## Instructions to follow
Reproduce each line of the data exactly as it is.

## Dataset
[Start of section]

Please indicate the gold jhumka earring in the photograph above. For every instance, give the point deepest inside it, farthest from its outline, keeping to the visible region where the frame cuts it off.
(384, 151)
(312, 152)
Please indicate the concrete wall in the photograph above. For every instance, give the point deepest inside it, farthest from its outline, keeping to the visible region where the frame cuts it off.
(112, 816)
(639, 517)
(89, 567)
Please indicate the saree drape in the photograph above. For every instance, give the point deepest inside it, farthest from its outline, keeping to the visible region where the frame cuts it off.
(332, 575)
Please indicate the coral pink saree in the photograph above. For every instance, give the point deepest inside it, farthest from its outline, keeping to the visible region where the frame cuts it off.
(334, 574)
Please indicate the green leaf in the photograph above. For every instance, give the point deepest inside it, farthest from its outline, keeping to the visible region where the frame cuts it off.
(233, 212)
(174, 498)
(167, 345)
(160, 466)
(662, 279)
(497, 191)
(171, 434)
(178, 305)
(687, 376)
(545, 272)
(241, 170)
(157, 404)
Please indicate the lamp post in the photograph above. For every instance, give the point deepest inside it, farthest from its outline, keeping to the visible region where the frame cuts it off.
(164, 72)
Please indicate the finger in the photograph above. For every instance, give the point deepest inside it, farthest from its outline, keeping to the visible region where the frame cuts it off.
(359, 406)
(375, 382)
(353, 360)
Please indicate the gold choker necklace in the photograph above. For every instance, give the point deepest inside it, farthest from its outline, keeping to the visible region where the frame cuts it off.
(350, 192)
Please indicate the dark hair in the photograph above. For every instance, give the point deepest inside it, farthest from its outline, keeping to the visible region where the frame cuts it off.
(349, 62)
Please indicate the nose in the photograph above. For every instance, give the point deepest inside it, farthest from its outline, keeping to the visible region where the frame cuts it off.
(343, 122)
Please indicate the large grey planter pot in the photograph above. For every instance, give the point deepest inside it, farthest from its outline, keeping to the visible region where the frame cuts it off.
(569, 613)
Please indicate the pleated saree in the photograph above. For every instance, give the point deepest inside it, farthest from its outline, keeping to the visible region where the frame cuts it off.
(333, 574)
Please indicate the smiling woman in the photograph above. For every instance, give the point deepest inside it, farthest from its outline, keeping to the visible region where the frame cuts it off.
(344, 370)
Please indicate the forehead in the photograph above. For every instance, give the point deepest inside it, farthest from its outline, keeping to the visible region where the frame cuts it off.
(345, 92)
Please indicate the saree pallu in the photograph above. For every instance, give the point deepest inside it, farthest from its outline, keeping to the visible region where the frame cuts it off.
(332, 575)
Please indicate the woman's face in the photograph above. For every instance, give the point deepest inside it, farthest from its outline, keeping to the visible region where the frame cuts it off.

[End of section]

## Answer box
Please indicate the gold jhumka earring in the photograph above. For every instance, give the point deepest inside it, farthest from its outline, keeping to the visible region where the frame cuts it off.
(384, 151)
(312, 152)
Please indicate the concrete wall in the photograph above. For every instance, give the point deepest inside it, farthest from its outline, keeping to the visible region where the frame cuts it off.
(112, 816)
(639, 517)
(89, 567)
Please indicate the saree drape in the photograph above. For every instance, give the point deepest inside it, farthest from its outline, keeping to the visible region where the frame cuts it off.
(332, 575)
Please indicate the coral pink saree in the photograph above. For every instance, give the point deepest inside it, farthest from its outline, keeping to the visible region where the frame cuts it off.
(334, 574)
Please indicate the green leaf in the photograph above. For every instance, give the point deepest inside it, farthest from its outline, keeping to the visible region where the frame cuts it off.
(233, 212)
(174, 498)
(167, 345)
(160, 466)
(662, 279)
(497, 191)
(171, 434)
(178, 305)
(687, 376)
(545, 272)
(241, 170)
(157, 404)
Please indicate the lamp post in the photograph above. For every instance, give the point deepest inside it, farthest from its outline, keeping to the visible region where the frame cuts it off.
(164, 72)
Please indicate the finger in the photograph above. For every instance, give the point deepest inside it, farthest from its outline, keeping to the visible region where the frame cuts it off.
(359, 406)
(375, 382)
(353, 360)
Please indicate the gold choker necklace in the photograph above. For every instance, give the point deepest inside it, farthest from its outline, keeping to the visible region where the frame cuts it off.
(350, 192)
Please indicate the dark hair in the photograph above. For every instance, give the point deepest inside it, farthest from its outline, keeping to the visible region where the frame cuts it off.
(349, 62)
Please indicate the nose in the photograph above. For every instance, give the point deepest inside it, farthest from its outline, keeping to the visible region where the frame cuts it off.
(343, 122)
Please indicate the large grey planter pot in the photograph above. For every instance, give the point deepest inside it, farthest from its outline, keeping to the visible region where the frame cuts it off.
(569, 613)
Please indicate the pleated saree in the photograph above. For every instance, give the point deepest inside it, farthest from its outline, keeping to the visible region where the frame cuts it off.
(333, 574)
Please indicate the smiling woman in the photograph above. For every instance, give the point deepest inside it, farthest from its outline, keeping to the visible region where the frame cuts it off.
(344, 370)
Please indicate the forehead in the photograph above. For every instance, give the point deepest inside it, farthest from its outline, keeping to the visible region where the frame cuts it off.
(345, 92)
Please indicate the saree pallu in the photograph above. For every instance, give the point deepest inside it, farthest from its outline, keeping to the visible region where the frame cuts it off.
(332, 575)
Please indicate the woman's face in the photograph above. For every instance, give the point deepest inside it, farthest from its outline, keeping to the visible region where the frame cuts it off.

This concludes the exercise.